*** The records Section Begins ***
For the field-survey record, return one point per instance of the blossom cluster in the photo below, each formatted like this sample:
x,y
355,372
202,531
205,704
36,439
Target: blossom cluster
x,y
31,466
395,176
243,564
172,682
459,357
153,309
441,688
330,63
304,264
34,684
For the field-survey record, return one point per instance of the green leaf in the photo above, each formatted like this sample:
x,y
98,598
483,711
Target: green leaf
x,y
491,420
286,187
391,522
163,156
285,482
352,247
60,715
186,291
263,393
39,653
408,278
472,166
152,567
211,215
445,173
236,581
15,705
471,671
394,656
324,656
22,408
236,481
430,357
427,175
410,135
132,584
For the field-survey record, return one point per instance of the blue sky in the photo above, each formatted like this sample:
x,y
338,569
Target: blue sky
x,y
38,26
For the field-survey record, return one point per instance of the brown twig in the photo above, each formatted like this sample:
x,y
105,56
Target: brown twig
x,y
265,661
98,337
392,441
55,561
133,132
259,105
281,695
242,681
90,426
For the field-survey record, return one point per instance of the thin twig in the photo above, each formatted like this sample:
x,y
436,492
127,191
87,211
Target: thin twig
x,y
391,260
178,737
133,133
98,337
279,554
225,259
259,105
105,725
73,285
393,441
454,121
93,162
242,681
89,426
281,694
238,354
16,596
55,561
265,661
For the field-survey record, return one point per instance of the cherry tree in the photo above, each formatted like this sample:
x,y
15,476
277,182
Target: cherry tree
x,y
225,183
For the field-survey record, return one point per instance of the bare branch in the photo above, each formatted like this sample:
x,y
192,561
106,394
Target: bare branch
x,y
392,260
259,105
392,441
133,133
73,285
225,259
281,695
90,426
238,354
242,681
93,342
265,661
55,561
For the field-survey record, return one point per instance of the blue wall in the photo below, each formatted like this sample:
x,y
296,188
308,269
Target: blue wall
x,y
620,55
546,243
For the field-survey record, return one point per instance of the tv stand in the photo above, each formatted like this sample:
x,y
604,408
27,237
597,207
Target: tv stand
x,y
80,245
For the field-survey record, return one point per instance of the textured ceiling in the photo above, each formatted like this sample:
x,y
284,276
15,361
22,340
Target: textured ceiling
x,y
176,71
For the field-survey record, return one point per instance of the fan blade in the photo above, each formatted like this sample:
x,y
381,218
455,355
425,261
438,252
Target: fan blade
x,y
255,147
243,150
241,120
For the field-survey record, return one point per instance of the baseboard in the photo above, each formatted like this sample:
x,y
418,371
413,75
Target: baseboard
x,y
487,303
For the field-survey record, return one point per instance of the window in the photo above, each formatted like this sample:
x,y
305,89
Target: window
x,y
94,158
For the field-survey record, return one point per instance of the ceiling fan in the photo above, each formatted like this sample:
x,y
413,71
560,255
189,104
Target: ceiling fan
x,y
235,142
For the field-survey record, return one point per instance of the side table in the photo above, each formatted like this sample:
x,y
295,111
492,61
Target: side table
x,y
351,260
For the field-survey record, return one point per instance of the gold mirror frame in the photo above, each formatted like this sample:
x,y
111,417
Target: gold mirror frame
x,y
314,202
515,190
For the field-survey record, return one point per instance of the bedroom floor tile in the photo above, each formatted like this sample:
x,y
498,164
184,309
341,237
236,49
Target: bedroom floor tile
*** The records Section Ends ***
Match on "below": copy every line in the records that has it.

● **Your solution**
For the field-survey record, return one point per instance of the blossom cluster in the photo below, each formatted like this sample:
For the field-survey record, return one point per instance of the blue wall in the photo below, each formatted like this sample:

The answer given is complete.